_Extracted data_
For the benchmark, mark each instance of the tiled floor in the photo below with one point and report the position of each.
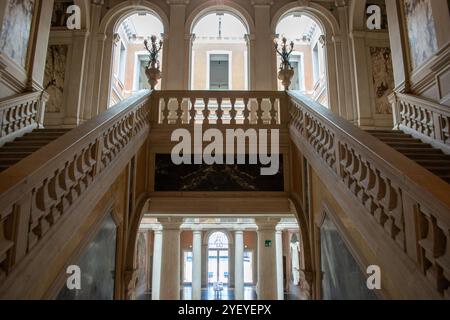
(228, 294)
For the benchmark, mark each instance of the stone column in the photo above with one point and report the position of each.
(175, 50)
(75, 78)
(239, 264)
(279, 260)
(262, 55)
(170, 259)
(197, 265)
(156, 269)
(267, 269)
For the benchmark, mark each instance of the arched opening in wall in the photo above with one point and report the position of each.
(307, 59)
(219, 53)
(218, 261)
(130, 57)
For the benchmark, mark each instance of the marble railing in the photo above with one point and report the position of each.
(419, 116)
(21, 113)
(410, 204)
(246, 108)
(43, 189)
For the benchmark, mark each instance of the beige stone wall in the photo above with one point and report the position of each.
(238, 55)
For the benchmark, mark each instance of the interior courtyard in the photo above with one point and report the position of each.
(137, 138)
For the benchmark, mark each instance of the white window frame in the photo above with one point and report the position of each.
(122, 81)
(137, 54)
(230, 67)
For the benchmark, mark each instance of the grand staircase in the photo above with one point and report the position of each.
(432, 159)
(20, 148)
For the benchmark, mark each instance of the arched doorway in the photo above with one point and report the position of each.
(219, 52)
(218, 260)
(308, 57)
(130, 57)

_Exercise aim_
Can you rewrite the listing above with "photo" changed to "image" everywhere and nothing else altered, leaving the pictures out?

_Solution below_
For the benchmark, mark each instance of the tiled floor in the image below with one point and report the position of each.
(228, 294)
For the benchmark, mark each instance of the stone column in the image above with one point and report the position of each.
(175, 50)
(75, 78)
(239, 264)
(279, 260)
(262, 55)
(170, 259)
(197, 265)
(156, 269)
(267, 269)
For the benchmark, mark each instance of the arched opening in wall in the image above with one point and report the position of each.
(307, 59)
(219, 53)
(218, 261)
(130, 57)
For the benchmark, mark each instance of the marble railing in the image above with one point and report the position of each.
(419, 116)
(21, 113)
(410, 204)
(246, 108)
(43, 189)
For the benchmark, mark each instance of the beige stone wall in the image above with one point and report the position of each.
(238, 55)
For the benchmark, mark each instance of the interior courtyard in the image above with one point and report the position of each.
(137, 138)
For the benchmark, mark each instance of the white window frame in the image above with one point and report the position of each.
(122, 81)
(137, 54)
(230, 67)
For the benchmark, mark each instance of the grand staircase in the image above with one point and report the position of each.
(432, 159)
(20, 148)
For the benchmark, mark each instance of the arched doorway in the image above with one point and report the position of each.
(219, 52)
(218, 260)
(308, 57)
(130, 57)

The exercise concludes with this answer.